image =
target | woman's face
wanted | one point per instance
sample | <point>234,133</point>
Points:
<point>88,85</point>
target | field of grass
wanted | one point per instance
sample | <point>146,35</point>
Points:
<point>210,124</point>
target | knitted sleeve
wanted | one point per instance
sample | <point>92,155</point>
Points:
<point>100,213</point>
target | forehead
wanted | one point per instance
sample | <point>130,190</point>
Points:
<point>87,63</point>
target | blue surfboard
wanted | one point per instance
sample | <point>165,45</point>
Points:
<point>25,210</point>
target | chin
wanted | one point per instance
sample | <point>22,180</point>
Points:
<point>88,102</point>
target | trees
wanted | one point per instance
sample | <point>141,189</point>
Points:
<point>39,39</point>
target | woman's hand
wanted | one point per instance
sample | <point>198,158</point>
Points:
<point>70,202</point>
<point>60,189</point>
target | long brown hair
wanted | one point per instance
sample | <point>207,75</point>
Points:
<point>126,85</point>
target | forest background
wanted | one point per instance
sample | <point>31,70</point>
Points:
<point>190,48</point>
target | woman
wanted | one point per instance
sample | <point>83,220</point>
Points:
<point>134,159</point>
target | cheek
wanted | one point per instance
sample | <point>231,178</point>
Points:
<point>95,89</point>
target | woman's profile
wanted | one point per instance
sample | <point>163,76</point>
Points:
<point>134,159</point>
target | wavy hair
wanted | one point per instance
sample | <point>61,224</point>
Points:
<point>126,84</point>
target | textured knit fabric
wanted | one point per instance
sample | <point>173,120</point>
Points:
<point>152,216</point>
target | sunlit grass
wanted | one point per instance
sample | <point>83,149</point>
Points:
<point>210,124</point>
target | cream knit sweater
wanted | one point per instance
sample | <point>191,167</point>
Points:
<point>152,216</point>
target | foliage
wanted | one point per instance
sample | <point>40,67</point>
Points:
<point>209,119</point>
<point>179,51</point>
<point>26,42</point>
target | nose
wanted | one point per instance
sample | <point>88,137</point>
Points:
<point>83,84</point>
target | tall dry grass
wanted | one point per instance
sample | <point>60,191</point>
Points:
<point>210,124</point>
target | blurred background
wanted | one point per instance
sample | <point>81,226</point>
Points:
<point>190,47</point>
★ ★ ★
=== WORK REQUIRED ===
Write out every line from the first one down through the line that contains "<point>88,102</point>", both included, with no changes.

=== EXPECTED OUTPUT ===
image =
target | woman's face
wanted | one point per instance
sample | <point>234,133</point>
Points:
<point>88,85</point>
target | field of grass
wanted | one point per instance
sample | <point>146,35</point>
Points:
<point>210,124</point>
target | knitted sleeve
wanted | one point per instance
sample | <point>92,155</point>
Points:
<point>100,213</point>
target | forehead
wanted | one point per instance
sample | <point>130,190</point>
Points:
<point>87,63</point>
target | blue surfboard
wanted | one point per instance
sample | <point>165,45</point>
Points:
<point>25,210</point>
target | chin
wanted | one point per instance
sample | <point>22,180</point>
Points:
<point>88,102</point>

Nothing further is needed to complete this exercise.